本文抜粋:
################

Duke Ellington / The Popular Duke Ellington

1曲目の「A列車で行こう」のイントロは、ワルツのアレンジでデューク・エリントンのピアノから始まる。このイントロを聴いた瞬間、「このアルバムは上出来!まさしくポピュラー・エリントンだ」と感じた。だが、ジャズ評論家Leonard Feather(レナード・フェザー)の英文ライナーノーツは、次のように始まるのだ。

Somehow this album title seems redundant. Can anyone recall an unpopular Duke Ellington? A period in his career when he did not enjoy, at one level or another, a substantial measure of popularity?(このアルバムタイトルは、どうもすっきりしない。ポピュラーでない ― 不人気なデューク・エリントンを思い出せはしないだろう。彼が恵まれなかった時期でさえ、しっかりした人気があったはずだ)。そして、次の一文がある。

What is meant, then, by THE POPULAR DUKE ELLINGTON is that works have been selected which have endured most steadfastly through the decades.(このアルバムには、何十年にもわたって最も不動の人気を誇る作品が選ばれた)。つまり、レナード・フェザーは、"Beyond the popular"とすべきだったと言いたかったのだろう。

1. Take the "A" Train
2. I Got It Bad (And That Ain't Good)
3. Perdido
4. Mood Indigo
5. Black And Tan Fantasy
6. The Twitch
7. Solitude
8. Do Nothin' Till You Hear From Me
9. The Mooche
10. Sophisticated Lady
11. Creole Love Call

Jimmy Hamilton - tenor saxophone, clarinet
Paul Gonsalves - tenor saxophone
Russell Procope - alto saxophone, clarinet
Johnny Hodges - alto saxophone
Harry Carney - baritone saxophone
Cat Anderson, Mercer Ellington, Herb Jones, Cootie Williams - trumpet
Lawrence Brown, Buster Cooper - trombone
Chuck Connors - bass trombone
Duke Ellington - piano
John Lamb - bass
Sam Woodyard - drums

Recorded on May 9 (tracks 1, 2 & 9), May 10 (tracks 5, 6, 10 & 11) and May 11 (tracks 3, 4, 7 & 8), 1966 at RCA Hollywood Recording Studio B in Los Angeles, CA.

Duke Ellington / This One's For Blanton

ある種、企画モノのアルバム。タイトルに引用されているJimmy Blanton(ジミー・ブラントン)は、モダンベースの開祖と言われている。ブラントンの英文Wikipediaには、次のようなことが書いてある。「1918年10月5日生まれ。ブラントンは39年にエリントンのバンドに参加。同年11月22日に、ピアノとベースのデュオによる商業的な録音を最初に行なった。エリントンは、このベーシストをバンドの正面と中央に毎晩配置。これは前代未聞だった。健康の悪化により、41年末にバンドを離れ、42年7月30日に結核により他界。享年23」。

################

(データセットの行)
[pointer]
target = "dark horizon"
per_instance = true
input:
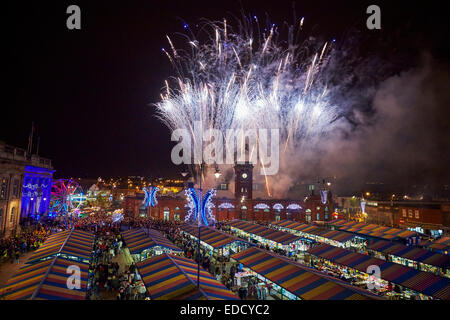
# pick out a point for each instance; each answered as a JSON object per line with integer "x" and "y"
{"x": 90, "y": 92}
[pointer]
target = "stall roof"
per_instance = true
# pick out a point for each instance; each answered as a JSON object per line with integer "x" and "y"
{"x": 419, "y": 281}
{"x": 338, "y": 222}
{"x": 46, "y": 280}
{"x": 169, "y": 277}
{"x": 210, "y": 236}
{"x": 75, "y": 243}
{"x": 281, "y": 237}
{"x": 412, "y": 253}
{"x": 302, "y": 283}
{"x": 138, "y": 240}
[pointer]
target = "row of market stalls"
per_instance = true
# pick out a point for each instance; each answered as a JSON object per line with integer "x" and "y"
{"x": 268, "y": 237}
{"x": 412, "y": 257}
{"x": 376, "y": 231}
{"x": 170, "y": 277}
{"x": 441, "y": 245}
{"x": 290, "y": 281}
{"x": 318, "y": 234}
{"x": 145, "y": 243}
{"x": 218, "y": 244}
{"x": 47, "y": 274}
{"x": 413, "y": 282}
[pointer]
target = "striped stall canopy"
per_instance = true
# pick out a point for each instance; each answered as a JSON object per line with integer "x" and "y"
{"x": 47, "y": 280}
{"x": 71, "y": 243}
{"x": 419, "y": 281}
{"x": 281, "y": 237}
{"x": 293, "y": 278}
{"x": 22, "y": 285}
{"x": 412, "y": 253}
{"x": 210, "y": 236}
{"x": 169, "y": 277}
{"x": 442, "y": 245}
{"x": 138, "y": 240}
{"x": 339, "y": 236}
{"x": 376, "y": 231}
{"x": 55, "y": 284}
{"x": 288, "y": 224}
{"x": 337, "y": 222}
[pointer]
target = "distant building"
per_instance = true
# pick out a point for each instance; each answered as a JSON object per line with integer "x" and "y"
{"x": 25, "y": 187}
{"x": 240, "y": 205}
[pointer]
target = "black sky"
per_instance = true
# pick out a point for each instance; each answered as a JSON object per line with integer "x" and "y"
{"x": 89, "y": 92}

################

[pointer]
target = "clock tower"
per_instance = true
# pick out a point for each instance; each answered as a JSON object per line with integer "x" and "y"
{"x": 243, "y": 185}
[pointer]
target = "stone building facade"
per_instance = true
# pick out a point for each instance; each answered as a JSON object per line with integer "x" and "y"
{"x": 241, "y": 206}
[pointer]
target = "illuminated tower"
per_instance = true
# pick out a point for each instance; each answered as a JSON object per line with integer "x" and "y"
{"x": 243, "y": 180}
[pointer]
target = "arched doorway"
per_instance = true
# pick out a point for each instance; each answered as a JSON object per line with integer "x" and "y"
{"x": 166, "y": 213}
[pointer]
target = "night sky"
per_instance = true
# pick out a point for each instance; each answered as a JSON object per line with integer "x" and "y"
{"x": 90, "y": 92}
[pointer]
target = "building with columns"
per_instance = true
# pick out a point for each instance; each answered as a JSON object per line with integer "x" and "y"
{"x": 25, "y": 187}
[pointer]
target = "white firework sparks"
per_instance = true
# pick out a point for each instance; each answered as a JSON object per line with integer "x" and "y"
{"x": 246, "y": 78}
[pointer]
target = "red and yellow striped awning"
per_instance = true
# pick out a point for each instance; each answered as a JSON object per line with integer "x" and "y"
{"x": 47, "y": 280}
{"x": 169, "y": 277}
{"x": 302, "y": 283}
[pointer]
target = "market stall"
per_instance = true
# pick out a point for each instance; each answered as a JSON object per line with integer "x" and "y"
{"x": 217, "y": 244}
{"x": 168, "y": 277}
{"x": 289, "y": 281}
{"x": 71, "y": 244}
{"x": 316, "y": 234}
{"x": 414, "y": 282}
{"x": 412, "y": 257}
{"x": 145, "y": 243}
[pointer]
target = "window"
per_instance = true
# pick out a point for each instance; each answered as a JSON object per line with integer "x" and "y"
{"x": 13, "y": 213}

################

課題:
a – 本文抜粋によると、「A列車で行こう」のイントロは何のアレンジで、だれのピアノから始まりますか。
b – 本文抜粋のうち、「Duke Ellington / The」を含む語句で始まり「ツは、次のように始まるのだ。」で終わる部分を、「ワルツ」を「ボサノヴァ」に置き換えて書き直してください。

解答:
a – ワルツのアレンジで、デューク・エリントンのピアノから始まります。

b –
Duke Ellington / The Popular Duke Ellington

1曲目の「A列車で行こう」のイントロは、ボサノヴァのアレンジでデューク・エリントンのピアノから始まる。このイントロを聴いた瞬間、「このアルバムは上出来!まさしくポピュラー・エリントンだ」と感じた。だが、ジャズ評論家Leonard Feather(レナード・フェザー)の英文ライナーノーツは、次のように始まるのだ。